Begin Data for this exercise

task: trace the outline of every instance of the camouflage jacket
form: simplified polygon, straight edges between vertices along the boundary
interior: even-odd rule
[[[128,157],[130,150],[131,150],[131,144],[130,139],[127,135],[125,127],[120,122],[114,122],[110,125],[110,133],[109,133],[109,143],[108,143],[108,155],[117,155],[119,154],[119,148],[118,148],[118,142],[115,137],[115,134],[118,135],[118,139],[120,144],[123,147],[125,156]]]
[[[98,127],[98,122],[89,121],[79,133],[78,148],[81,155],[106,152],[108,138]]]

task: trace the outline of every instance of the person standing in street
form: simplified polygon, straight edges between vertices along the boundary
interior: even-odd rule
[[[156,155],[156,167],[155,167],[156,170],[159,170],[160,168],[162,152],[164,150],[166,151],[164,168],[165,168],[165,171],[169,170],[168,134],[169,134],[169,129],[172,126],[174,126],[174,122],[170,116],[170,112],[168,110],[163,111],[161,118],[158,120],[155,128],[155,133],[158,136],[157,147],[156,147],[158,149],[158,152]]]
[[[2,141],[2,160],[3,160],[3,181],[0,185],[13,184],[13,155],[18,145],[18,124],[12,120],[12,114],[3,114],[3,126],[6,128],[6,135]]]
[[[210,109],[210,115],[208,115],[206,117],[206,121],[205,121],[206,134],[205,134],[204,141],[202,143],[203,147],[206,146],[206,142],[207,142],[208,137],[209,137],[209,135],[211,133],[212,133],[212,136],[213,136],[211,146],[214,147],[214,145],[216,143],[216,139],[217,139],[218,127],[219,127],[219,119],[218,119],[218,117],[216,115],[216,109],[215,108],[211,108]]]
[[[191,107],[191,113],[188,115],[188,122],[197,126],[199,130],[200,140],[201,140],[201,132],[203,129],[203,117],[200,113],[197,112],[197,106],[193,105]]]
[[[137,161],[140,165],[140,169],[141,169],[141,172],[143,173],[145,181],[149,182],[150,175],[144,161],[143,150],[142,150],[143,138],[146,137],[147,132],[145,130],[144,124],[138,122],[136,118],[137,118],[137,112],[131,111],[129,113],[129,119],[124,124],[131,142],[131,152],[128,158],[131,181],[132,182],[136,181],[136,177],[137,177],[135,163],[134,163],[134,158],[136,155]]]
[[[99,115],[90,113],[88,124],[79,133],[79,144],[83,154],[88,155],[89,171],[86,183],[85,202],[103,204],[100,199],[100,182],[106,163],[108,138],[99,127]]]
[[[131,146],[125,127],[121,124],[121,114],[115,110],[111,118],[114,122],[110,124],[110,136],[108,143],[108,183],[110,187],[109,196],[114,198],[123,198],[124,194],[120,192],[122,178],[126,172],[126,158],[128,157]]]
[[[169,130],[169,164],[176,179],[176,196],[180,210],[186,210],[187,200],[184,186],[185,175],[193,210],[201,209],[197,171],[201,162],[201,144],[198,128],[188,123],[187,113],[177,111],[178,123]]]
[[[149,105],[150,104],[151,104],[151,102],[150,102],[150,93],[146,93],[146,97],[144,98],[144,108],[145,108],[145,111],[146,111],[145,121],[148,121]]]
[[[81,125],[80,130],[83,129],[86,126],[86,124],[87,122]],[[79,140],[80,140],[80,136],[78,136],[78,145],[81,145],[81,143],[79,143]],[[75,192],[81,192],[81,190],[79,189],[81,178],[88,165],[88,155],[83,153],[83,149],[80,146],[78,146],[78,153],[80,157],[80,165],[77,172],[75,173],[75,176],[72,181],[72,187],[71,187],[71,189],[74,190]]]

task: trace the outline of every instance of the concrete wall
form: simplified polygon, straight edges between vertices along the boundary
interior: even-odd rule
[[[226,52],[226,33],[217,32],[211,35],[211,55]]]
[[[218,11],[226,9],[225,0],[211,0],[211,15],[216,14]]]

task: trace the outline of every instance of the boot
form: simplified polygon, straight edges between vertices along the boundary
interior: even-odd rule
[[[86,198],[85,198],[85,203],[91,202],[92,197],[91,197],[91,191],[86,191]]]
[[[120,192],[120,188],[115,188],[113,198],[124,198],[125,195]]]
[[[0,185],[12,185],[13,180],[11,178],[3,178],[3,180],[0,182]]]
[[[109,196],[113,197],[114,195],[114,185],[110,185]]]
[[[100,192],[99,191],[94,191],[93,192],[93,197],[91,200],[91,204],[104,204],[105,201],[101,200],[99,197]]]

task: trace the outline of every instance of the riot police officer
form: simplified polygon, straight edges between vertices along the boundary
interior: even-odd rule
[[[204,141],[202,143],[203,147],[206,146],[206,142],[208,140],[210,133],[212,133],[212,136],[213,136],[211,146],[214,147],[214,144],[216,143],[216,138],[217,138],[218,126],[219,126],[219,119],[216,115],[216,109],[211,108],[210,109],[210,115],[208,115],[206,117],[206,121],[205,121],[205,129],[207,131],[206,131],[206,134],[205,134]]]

End Data for this exercise

**Problem description**
Quote the records word for word, starting at the line that contains "task: trace the outline of every instance of the riot" and ending at the last line of the records.

**Task solution**
task: trace the outline of every instance of the riot police officer
form: simplified polygon, straight edges between vertices along the boundary
interior: even-odd rule
[[[204,141],[202,143],[203,147],[206,146],[206,142],[208,140],[210,133],[212,133],[212,136],[213,136],[211,146],[214,147],[214,144],[216,143],[216,138],[217,138],[218,126],[219,126],[219,119],[216,115],[216,109],[211,108],[210,109],[210,115],[208,115],[206,117],[206,121],[205,121],[205,129],[207,131],[206,131],[206,134],[205,134]]]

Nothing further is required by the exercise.